## CHALLENGES
1. Return the passage on masculinity from "Unfortunately, for way" to "Enter Tim Walz...", copied word for word.
2. Resume the essay on masculinity, picking up right after its final sentence.

## DOCUMENT PASSAGE
My father raised me to do a lot of guy stuff. I played sports, especially baseball and football. While he stopped hunting when I was little, we did a lot of fishing. He taught me how to drive, how to be responsible, how to be strong, and how to deal …
My father raised me to do a lot of guy stuff. I played sports, especially baseball and football. While he stopped hunting when I was little, we did a lot of fishing. He taught me how to drive, how to be responsible, how to be strong, and how to deal with bullies.
But he also taught me to be respectful of everyone, including women. That was who he was.
He didn't teach me to be an asshole.
Unfortunately, for way too many American males, being an asshole is key to being a man. In fact, among the American right-wing, being an asshole is the epitome of existence.
I can't imagine being a woman and reading and hearing some of the stuff that oozes out of the brains of these guys. It would be alternately infuriating and terrifying, to listen to men like Elon Musk, Jordan Peterson, Andrew Tate, and yes, Donald Trump, sell a brand of masculinity that promotes sexual assault, brute force as a solution to all problems, attacks on anyone not a straight white male, etc. as the measure of a true man.
Enter Tim Walz...

## DATA RECORDS
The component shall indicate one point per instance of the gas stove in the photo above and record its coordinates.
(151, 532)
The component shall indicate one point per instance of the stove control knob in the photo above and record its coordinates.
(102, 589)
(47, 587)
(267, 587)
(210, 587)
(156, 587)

## RESULTS IN ORDER
1.
Unfortunately, for way too many American males, being an asshole is key to being a man. In fact, among the American right-wing, being an asshole is the epitome of existence.
I can't imagine being a woman and reading and hearing some of the stuff that oozes out of the brains of these guys. It would be alternately infuriating and terrifying, to listen to men like Elon Musk, Jordan Peterson, Andrew Tate, and yes, Donald Trump, sell a brand of masculinity that promotes sexual assault, brute force as a solution to all problems, attacks on anyone not a straight white male, etc. as the measure of a true man.
Enter Tim Walz...

2.
Walz is such a great model of positive masculinity.
Hope he shows young men you don't have to follow the Tates or Petersons of the world.
You can be a teacher, a coach, a soldier, a dad and be celebrated and loved for it. Maybe you'll even be president one day.
— Toby Muresianu π₯₯π΄πΊπ¦ (@tobyhardtospell) August 7, 2024
Back when Walz was a teacher, during a time (1999) when not even Democratic politicians could bring themselves to fully support LGBTQ+ people, he started an organization at his high school to support gay students after one of them experienced several violent threats. This sent Walz down a path to supporting gay rights that put him to the left and well ahead of his own party during the early part of his political career.
Walz was also a football coach at this school. He wears camo hats and hunts and fishes. He was in the military. If you had met the guy, you would not have been out of your mind to assume he was GOP. Might even think of him as a "man's man."
This didn't stop him from being an advocate and an ally to someone outside of his group, who exists in a group that his demographic views with disdain and even has unleashed violent attacks upon. It also doesn't stop him from openly discussing the relationship with his wife as a partnership, and not the master-servant dynamic that so-called "real men" espouse. It doesn't stop him from being a man who is honored to be the second fiddle to a brilliant woman and could care less if you call him a "cuck" for it.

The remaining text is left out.